Estratto selezionato:
= = = = =
A destra, l’estremità del molo orientale è
difesa dalla batteria della Lanterna a tre facce e a due piani, l’uno in
barbetta, armato di 3 pezzi, casamattato, l’altro portante 9 pezzi, cioè 3 per
ogni faccia. Questa batteria per la sua posizione troppo avanzata nel mare ed
isolata dalle batterie della costa, non potendo fornire contro i legni
d’attacco, se non se un fuoco divergente, mentre ne viene battuta da un fuoco
concentrato riesce di non gran valore, e assai compromessa.
Più indietro al porto il bastione di S. Agostino
armato di un sol pezzo da 18 e quello di Santa Lucia armato di 3 pezzi dello
stesso calibro, sono ben meschine difese. Verso tramontana alla punta e sul
rialto di Monte Marano havvi una batteria di questo nome protetta da un’altra
scogliera e destinata a battere quegli accessi marittimi collegando per quella
parte le difese marittime colle terrestri.
= = = = =
Dati mostrati:
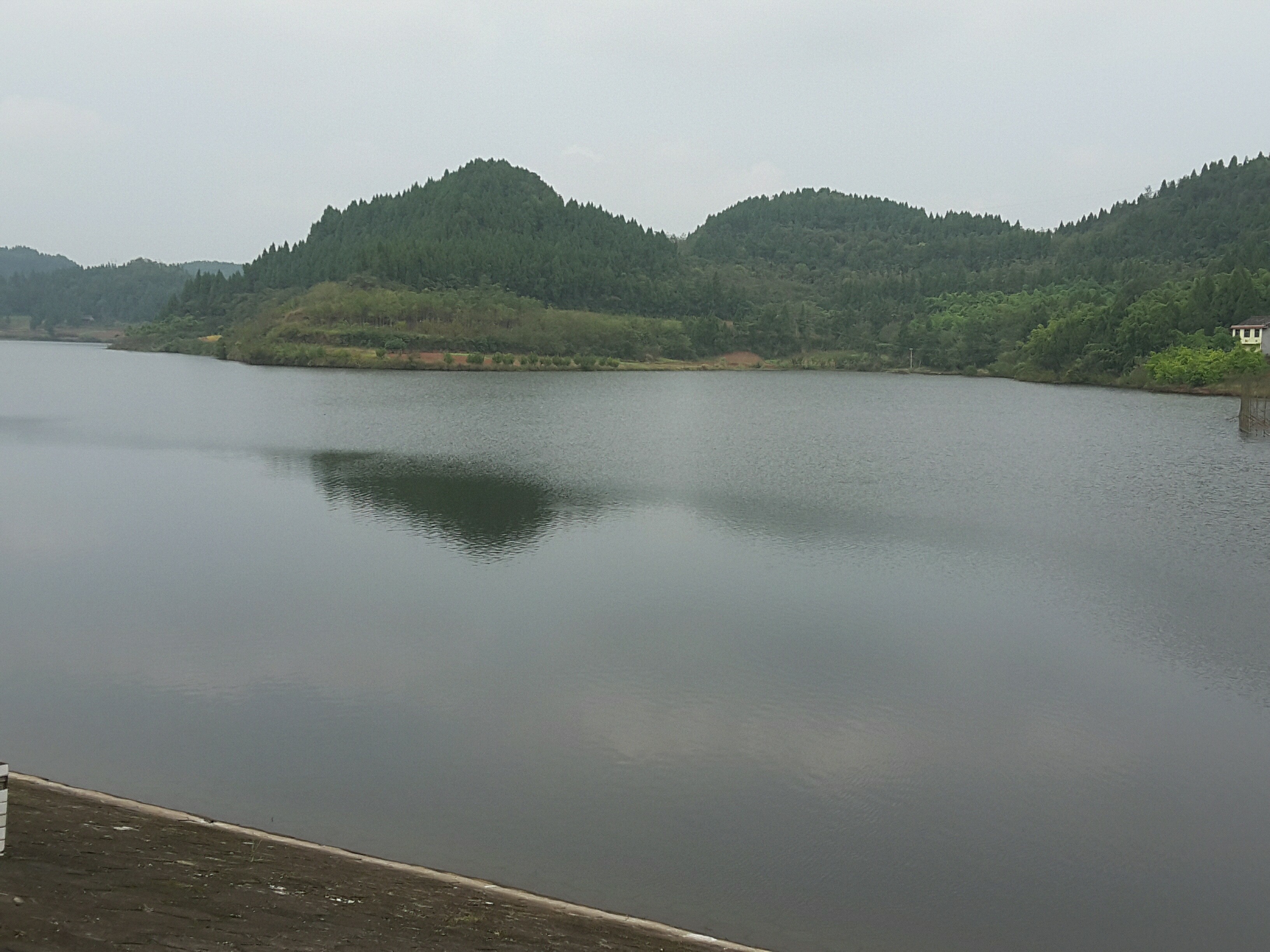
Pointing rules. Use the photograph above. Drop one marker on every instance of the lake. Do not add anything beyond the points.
(807, 660)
= = = = =
Esercizi:
1/ Elenca tutte le opere difensive che l'estratto sulle difese del porto designa con un nome proprio.
2/ Prosegui l'estratto sulle difese del porto dopo l'ultima frase riportata.

Risposte:
1/
- batteria della Lanterna
- bastione di S. Agostino
- bastione di Santa Lucia
- batteria di Monte Marano

2/
Dal lato di terra le fortificazioni sono
assai più solide che non le marittime. La cinta è ivi rafforzata in due punti
culminanti alle sue estremità: alla sinistra ( a greco) il cavaliere dei
Cappuccini; alla destra ( a ponente) la cittadella col campo trincerato. In
questo tratto di cinta sono aperte due porte, poco discoste l’una dall’altra, la porta Farina e la porta Calamo,
fiancheggiata la prima dalla faccia sinistra del bastione di San Pietro, e
protetta la seconda dalla batteria degli Zoccolanti.
Le maggiori difese del cavaliere dei
Cappuccini sono rivolte al mare verso levante a proteggere quella costa ,
mentre la sua spala destra batte la falda occidentale di Monte Cardetto e
fiancheggia il bastione di S. Pietro verso piazza degli Orti.
La Cittadella è un grosso ridotto a 4 fronti
irregolari e a 3 bastioni che spalleggiando la destra della cinta, ne unisce le
difese terrestri alle marittime per mezzo del fronte di Porta Pia.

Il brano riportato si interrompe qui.